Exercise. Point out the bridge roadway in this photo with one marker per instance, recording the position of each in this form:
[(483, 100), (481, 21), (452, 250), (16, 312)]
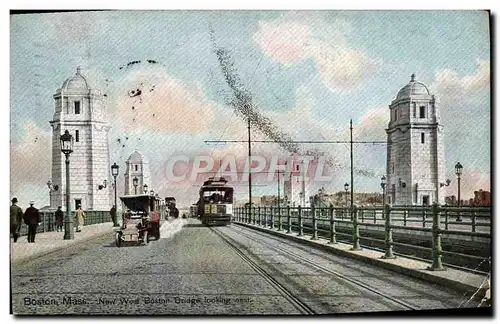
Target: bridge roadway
[(217, 270)]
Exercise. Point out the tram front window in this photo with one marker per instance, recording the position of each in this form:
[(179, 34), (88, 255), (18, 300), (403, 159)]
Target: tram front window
[(215, 196)]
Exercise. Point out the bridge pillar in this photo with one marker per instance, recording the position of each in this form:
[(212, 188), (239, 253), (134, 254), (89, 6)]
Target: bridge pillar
[(356, 236), (280, 225), (388, 234), (437, 250), (333, 239), (288, 219), (315, 223), (301, 228), (272, 217)]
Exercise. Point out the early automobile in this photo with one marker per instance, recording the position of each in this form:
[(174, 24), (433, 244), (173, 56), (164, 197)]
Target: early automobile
[(141, 219)]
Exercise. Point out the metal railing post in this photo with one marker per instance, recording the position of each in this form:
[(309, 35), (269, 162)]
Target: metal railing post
[(355, 223), (315, 223), (446, 219), (260, 219), (388, 234), (301, 228), (280, 225), (333, 239), (437, 251), (424, 217), (473, 220), (288, 219), (272, 216)]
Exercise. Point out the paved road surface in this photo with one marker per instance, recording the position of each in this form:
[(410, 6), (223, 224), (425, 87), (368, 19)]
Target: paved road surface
[(219, 270)]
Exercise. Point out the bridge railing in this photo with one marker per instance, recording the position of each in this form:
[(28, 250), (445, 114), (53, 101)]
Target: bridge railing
[(361, 223), (48, 220)]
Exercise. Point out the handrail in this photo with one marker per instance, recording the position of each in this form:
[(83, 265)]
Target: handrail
[(434, 221)]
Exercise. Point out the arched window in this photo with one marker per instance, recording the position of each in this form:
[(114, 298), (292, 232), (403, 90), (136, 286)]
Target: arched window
[(422, 112)]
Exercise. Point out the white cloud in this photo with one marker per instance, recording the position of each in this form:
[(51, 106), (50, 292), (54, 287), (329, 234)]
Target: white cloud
[(450, 88), (288, 40)]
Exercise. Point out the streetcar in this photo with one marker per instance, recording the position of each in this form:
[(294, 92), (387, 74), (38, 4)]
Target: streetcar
[(215, 205), (193, 211), (141, 219)]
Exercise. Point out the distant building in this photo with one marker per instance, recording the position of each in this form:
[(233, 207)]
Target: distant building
[(269, 201), (415, 154), (451, 200), (137, 166), (295, 188), (81, 110)]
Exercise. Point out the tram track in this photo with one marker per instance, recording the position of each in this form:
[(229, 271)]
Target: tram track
[(285, 292), (336, 274)]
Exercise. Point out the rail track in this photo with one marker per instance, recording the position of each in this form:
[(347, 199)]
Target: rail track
[(305, 261), (358, 283), (287, 294)]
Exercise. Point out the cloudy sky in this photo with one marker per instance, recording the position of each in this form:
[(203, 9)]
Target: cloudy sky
[(309, 72)]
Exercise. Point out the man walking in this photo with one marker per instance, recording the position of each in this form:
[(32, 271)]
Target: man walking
[(59, 215), (112, 212), (32, 219), (16, 218), (80, 217)]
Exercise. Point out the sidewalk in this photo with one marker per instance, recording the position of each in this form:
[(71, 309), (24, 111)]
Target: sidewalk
[(463, 281), (48, 242)]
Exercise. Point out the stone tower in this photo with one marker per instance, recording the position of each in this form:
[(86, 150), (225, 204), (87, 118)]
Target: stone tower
[(137, 166), (415, 155), (81, 110)]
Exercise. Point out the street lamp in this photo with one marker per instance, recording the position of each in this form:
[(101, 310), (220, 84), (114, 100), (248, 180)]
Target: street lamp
[(458, 172), (346, 188), (114, 172), (67, 148), (383, 183), (135, 182)]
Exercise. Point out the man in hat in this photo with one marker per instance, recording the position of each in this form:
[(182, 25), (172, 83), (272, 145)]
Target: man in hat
[(32, 219), (59, 215), (16, 218), (79, 217)]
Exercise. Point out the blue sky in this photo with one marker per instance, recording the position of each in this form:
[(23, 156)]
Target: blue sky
[(310, 72)]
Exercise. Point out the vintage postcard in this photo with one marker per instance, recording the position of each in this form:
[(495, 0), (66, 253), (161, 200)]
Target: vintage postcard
[(174, 162)]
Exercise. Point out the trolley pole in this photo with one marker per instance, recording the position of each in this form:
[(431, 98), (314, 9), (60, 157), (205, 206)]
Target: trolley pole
[(352, 174), (249, 169)]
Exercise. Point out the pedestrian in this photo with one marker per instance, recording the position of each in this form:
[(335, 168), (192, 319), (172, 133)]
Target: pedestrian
[(112, 212), (16, 218), (79, 218), (174, 212), (32, 219), (59, 215)]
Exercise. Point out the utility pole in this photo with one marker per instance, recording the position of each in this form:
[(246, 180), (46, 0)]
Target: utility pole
[(249, 168), (278, 189), (352, 173)]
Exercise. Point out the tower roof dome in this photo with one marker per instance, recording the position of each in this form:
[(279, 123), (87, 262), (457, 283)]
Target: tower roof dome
[(137, 157), (77, 83), (414, 88)]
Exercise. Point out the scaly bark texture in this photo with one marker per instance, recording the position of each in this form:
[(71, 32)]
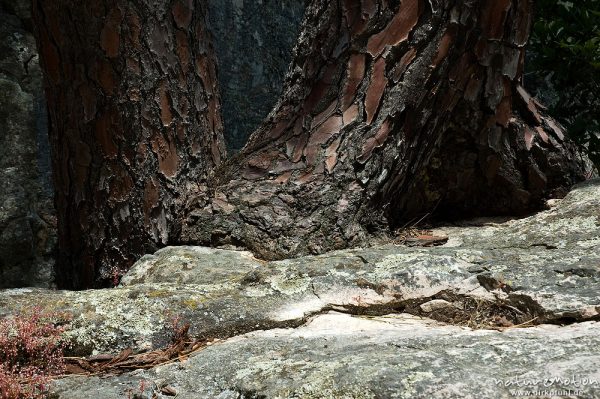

+++

● Your instructions: Can you reproduce all of the rows above word for word, leaving out the pictures?

● Task solution:
Exercise. Point out the bridge roadway in this photo with one marker per instance, recording the position of each in this form:
[(483, 100), (481, 21), (452, 250), (16, 312)]
Target: bridge roadway
[(217, 270)]
Exercise. Point out the tram front window in this photo with one marker per instance, recording the position of each in this form:
[(179, 34), (88, 255), (18, 300), (403, 159)]
Target: tram front window
[(215, 196)]
Exercise. Point out the bridge pillar in this photo with one marker per instance, recording the position of each in this form:
[(212, 188), (239, 253), (134, 254), (89, 6)]
Target: bridge pillar
[(356, 236), (280, 225), (388, 234), (437, 250), (333, 239), (288, 219), (315, 223), (301, 228), (272, 217)]
Exercise. Point out the early automobile in this photo with one marker per instance, recording the position of each in this form:
[(174, 24), (433, 244), (173, 56), (164, 197)]
Target: early automobile
[(141, 219)]
Exercise. Point out the metal railing post in this photo with one marker per instance, recording the position of each in this form:
[(309, 35), (269, 162)]
Target: metal railing post
[(355, 223), (315, 223), (446, 219), (260, 219), (388, 234), (301, 228), (280, 225), (333, 239), (437, 251), (424, 217), (473, 220), (288, 219), (272, 216)]
Exercise. Point out the paved road surface in this photo with one marker per instance, recording the position of each in this form:
[(410, 6), (223, 224), (425, 87), (368, 19)]
Target: paved road surface
[(219, 270)]
Exercise. Point out the bridge railing in this photo with one marker per instance, recording the position of each in this form:
[(28, 250), (445, 114), (53, 101)]
Target: bridge railing
[(361, 223), (48, 220)]
Exercise. Point out the handrail in this photo with one marker per instance, recording the position of each in this form:
[(83, 265)]
Target: handrail
[(434, 221)]
Exercise. Point out the arched window in this photo with one marker per instance, recording the position of each in this form:
[(114, 298), (292, 232), (403, 90), (136, 286)]
Target: arched window
[(422, 112)]
Exercise. Point out the white cloud in this photo with one marker per instance, recording the position of each in this form:
[(51, 106), (50, 292), (54, 287), (329, 234)]
Target: white cloud
[(450, 88), (288, 40)]
Exercise. Point out the streetcar in this photo with one marker per instance, recording the position of each in this form:
[(294, 92), (387, 74), (38, 4)]
Target: streetcar
[(215, 205), (193, 211), (141, 219)]
Exercise. Point out the distant building in this photo with one marker per instance, recording the position of each in this form:
[(233, 207)]
Target: distant building
[(269, 201), (415, 154), (451, 200), (137, 166), (295, 188), (81, 110)]
Exercise. Point out the tram track in this photo with one marker per instance, recording the position of each in this form:
[(229, 271)]
Target: tram track
[(285, 292), (336, 274)]
Exercise. Point out the rail track in this photo with one marker per instance, recording the position of each in this form:
[(347, 199)]
Target: rail track
[(305, 261), (358, 283), (287, 294)]
Exercise. Point out the cloudy sky in this photo with one marker per instance, recording the position of each in this form:
[(203, 9)]
Target: cloudy sky
[(309, 72)]
Exercise. Point out the man walking in this photo with one marker per instance, recording the position of each in this form:
[(32, 271)]
Target: man walking
[(59, 215), (112, 212), (32, 219), (16, 218), (80, 217)]
Exercise. Point out the sidewalk in this photo with one marker per instance, recording the position of each in this form:
[(71, 309), (24, 111)]
Target: sidewalk
[(463, 281), (48, 242)]
Exercise. Point out the stone tower in this photo with one marker per instance, recording the position of each in this form:
[(86, 150), (225, 204), (87, 118)]
Target: stone tower
[(137, 166), (415, 155), (81, 110)]
Exercise. Point out the street lamp in this photo with one marker per instance, recording the position of each in this form:
[(101, 310), (220, 84), (114, 100), (248, 180)]
Target: street lamp
[(458, 172), (346, 188), (114, 172), (67, 148), (383, 183), (135, 182)]
Exercise. Point out the man in hat in this photo with one marker per instance, recording the position of each in this form:
[(182, 25), (172, 83), (272, 145)]
Target: man in hat
[(32, 219), (59, 215), (16, 218), (79, 217)]
Exercise. Point out the blue sky in this photo with one marker per instance, recording the position of each in this form:
[(23, 156)]
Target: blue sky
[(310, 72)]
Exercise. Point out the vintage postcard in this photo with one marker per instance, recording the position of each in this form:
[(495, 0), (66, 253), (161, 200)]
Target: vintage postcard
[(174, 162)]
Exercise. Point out the trolley pole in this photo with one marker per instance, recording the position of each in this form:
[(431, 98), (314, 9), (60, 157), (205, 206)]
Target: trolley pole
[(352, 174), (249, 169)]
Exercise. Point out the pedestrian in this photo with one marker per instance, recording the position of each in this form:
[(335, 168), (192, 319), (172, 133)]
Target: pedestrian
[(112, 212), (16, 218), (79, 218), (174, 212), (32, 219), (59, 215)]
Exercise. Point out the utility pole in this photo with one marker per instance, recording the position of each in this form:
[(246, 180), (46, 0)]
Target: utility pole
[(249, 168), (278, 189), (352, 173)]
Exercise. Point out the tower roof dome in this photo with one marker per instance, recording the position of each in this form:
[(279, 123), (87, 262), (457, 283)]
Target: tower roof dome
[(137, 157), (77, 83), (414, 88)]
Exercise. Point out the scaly bark texture in this photo with one marker per instance, recording the position of each in this form:
[(71, 32)]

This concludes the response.